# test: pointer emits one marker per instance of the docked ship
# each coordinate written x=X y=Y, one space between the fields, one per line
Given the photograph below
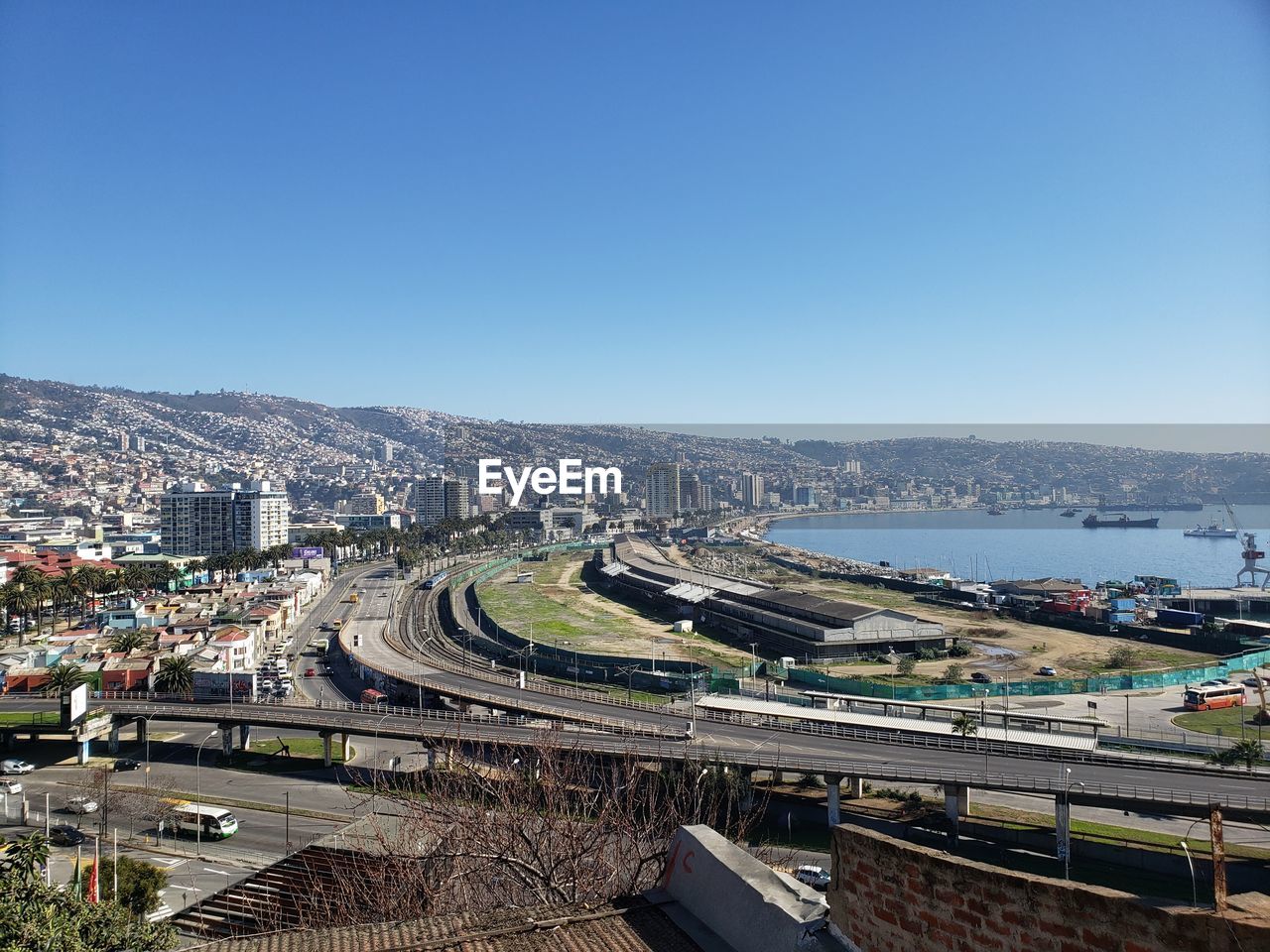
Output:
x=1211 y=531
x=1120 y=522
----
**TASK DESCRIPTION:** Retype the whole listing exactly and leave the pictures out.

**WRITTEN RESPONSE:**
# test: pointer emits one marker per instance of the docked ship
# each coordinate written x=X y=Y, one space between the fields, one per line
Given the photograph below
Output:
x=1211 y=531
x=1120 y=522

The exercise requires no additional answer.